── Page ──

Dans le cadre du Digicloud Africa, un événement qui a réuni en mars dernier dans un format virtuel des experts mondiaux dans le domaine du cloud, de la data et de la cybersécurité autour du thème de la transformation digitale, N’tic Magazine s’est entretenu avec M. Xavier Poisson-Gouyou Beauchamps, Vice-président, Worldwide Service Providers business & Cloud28+ chez Hewlett Packard Enterprise (HPE). Il revient, dans cet entretien, sur l’importance du cloud dans la transformation digitale et l’intérêt de mettre en place, au niveau panafricain, une plateforme digitale rassemblant les acteurs de ce secteur.
Dans chacune de vos interventions médiatiques vous parlez de la plateforme digitale Cloud 28+. C’est quoi son concept ?
La plateforme digitale Cloud 28+ propose aux providers de décrire leurs services, aux éditeurs de logiciels de publier leurs solutions et aux intégrateurs de faire montre de ce qu’ils savent faire. Cette plateforme n’a pas vocation à commercialiser mais à informer le client pour qu’il puisse voir les offres disponibles et, à travers des vidéos et d’articles des différents intervenants du marché, s’informer des modalités et comprendre l’intérêt du cloud.
L’intérêt de cette plateforme digitale, pour ses utilisateurs, est de casser le tabou de la « non connaissance » qui est le principal obstacle à l’adoption du cloud. Pour les fournisseurs, elle leur permet, en se rassemblant, de présenter leurs offres et de trouver des partenaires.
Aussi, en se rassemblant autour d’une telle plateforme, cela va baisser les coûts marketing de tout le monde, puisque c’est la plateforme qui s’exprime au nom du groupe.
Faut-il envisager une telle plateforme pour l’Afrique ?
Je pense que c’est l’une des choses qu’il faudra faire pour promouvoir l’utilisation du cloud en Afrique. La plateforme Cloud 28+ qu’on a créée pour HPE et ses partenaires n’est, à première vue, qu’un code informatique. Mais qui sert à rassembler l’offre et la demande autour du cloud pour une entreprise, un gouvernement, une organisation, etc. Cette plateforme digitale est, en outre, d’une importance capitale en ce sens qu’elle permet d’accélérer l’usage des technologies.

───
── Entrées fournies ──

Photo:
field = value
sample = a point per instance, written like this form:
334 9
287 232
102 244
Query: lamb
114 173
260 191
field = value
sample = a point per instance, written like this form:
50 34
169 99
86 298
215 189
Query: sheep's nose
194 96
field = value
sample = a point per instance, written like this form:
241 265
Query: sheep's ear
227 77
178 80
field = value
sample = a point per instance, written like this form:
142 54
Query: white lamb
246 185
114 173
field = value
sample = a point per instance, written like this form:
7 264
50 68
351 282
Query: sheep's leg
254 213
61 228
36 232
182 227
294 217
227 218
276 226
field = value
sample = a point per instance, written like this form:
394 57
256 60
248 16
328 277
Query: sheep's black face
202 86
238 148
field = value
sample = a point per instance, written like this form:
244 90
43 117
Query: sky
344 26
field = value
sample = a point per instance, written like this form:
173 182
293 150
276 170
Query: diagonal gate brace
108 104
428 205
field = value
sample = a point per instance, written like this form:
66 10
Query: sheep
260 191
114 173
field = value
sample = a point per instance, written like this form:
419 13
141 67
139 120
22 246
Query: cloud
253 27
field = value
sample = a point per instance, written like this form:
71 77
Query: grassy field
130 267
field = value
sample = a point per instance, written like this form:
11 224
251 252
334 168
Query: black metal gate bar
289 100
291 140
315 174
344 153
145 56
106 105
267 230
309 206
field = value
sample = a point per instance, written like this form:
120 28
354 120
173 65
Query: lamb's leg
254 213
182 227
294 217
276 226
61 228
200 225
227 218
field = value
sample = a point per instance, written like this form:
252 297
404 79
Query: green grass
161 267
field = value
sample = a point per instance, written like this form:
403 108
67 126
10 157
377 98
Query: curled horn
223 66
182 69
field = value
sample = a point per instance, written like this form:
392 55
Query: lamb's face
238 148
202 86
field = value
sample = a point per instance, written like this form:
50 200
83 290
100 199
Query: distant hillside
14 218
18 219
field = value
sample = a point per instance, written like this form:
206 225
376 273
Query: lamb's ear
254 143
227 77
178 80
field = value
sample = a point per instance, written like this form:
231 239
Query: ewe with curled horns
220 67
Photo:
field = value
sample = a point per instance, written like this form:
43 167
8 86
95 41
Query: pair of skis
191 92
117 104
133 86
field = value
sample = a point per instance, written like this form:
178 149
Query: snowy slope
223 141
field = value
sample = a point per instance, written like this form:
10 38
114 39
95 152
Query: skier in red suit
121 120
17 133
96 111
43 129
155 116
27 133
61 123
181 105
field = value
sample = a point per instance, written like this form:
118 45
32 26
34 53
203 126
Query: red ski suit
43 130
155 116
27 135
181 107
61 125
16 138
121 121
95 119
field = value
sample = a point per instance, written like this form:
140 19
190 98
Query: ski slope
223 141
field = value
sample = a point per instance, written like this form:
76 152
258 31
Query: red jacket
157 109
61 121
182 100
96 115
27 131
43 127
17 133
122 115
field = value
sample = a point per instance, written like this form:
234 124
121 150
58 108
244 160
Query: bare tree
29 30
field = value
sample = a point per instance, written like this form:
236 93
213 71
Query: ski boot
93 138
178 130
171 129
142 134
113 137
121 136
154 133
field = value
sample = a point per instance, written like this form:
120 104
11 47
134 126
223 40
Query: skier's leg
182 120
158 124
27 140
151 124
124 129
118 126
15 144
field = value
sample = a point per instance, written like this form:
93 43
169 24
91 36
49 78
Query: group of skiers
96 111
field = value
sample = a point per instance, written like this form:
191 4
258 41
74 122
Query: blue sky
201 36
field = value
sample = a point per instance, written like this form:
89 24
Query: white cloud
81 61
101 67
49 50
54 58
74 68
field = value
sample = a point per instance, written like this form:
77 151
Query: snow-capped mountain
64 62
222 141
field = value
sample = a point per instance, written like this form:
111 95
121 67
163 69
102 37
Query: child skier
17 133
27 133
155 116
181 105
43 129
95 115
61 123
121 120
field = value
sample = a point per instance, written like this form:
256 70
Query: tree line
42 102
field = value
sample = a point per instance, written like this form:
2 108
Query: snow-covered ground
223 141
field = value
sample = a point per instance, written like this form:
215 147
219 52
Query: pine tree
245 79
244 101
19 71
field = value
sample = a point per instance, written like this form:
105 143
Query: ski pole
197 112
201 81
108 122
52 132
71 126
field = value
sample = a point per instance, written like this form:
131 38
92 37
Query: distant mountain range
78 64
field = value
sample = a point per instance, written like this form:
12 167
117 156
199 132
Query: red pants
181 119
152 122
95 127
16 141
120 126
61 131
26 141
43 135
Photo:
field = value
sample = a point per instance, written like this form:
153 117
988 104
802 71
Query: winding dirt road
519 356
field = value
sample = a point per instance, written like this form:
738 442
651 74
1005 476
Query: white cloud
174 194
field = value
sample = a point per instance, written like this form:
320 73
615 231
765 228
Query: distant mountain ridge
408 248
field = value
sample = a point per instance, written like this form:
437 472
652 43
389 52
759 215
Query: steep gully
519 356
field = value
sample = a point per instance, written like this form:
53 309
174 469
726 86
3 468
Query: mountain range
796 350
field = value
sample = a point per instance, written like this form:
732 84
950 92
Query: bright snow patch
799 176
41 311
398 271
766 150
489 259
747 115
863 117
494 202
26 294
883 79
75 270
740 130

───

Liste des tâches:
• 1. D'après l'entretien sur la plateforme Cloud 28+, quel est le principal obstacle à l'adoption du cloud ?
• 2. Poursuivez l'entretien sur la plateforme Cloud 28+ à partir de sa dernière phrase.

Réponses aux tâches:
• 1. La « non connaissance ».

• 2.
Il faudrait donc absolument mettre en place, au niveau panafricain, une plateforme digitale qui permette non seulement d’exposer les services de cloud mais aussi pour faire comprendre le pourquoi et le comment de ces services pour que les gens, les entreprises, les gouvernements puissent en comprendre véritablement les enjeux et mieux s’informer sur les services disponibles dans un pays, un continent et à l’échelle mondiale.
Qu’est-ce que le cloud va apporter aux entreprises et aux Etats ou comment les convaincre d’aller vers le cloud ?
Nous considérons que le cloud est une expérience et non une fin en soi. Il faut d’abord savoir ce que c’est le cloud, parce qu’on a tendance à galvauder un peu le terme. Pour moi, le cloud est une expérience de consommation de ressources informatiques orchestrées, qui sont basées sur un ensemble d’infrastructures, connectées au réseau, mesurées et mesurables, payées à l’usage et qui sont élastiques ; c’est-à-dire qu’elles peuvent augmenter ou diminuer automatiquement selon la demande.
Il y a différents types de clouds : Le cloud privé et le cloud public. Dans le cloud privé, c’est une entreprise qui va mettre en place ses attributs pour qu’elle ait une expérience informatique en mode cloud. Pour les clouds publics, c’est une entreprise qui va mettre en place ce dispositif pour servir beaucoup de clients. Ces derniers vont ainsi utiliser en mode cloud les ressources informatiques ainsi mises à leur disposition par un fournisseur qui propose de l’Infrastructure as service, le Software as a service, la Plateforme as a service, etc.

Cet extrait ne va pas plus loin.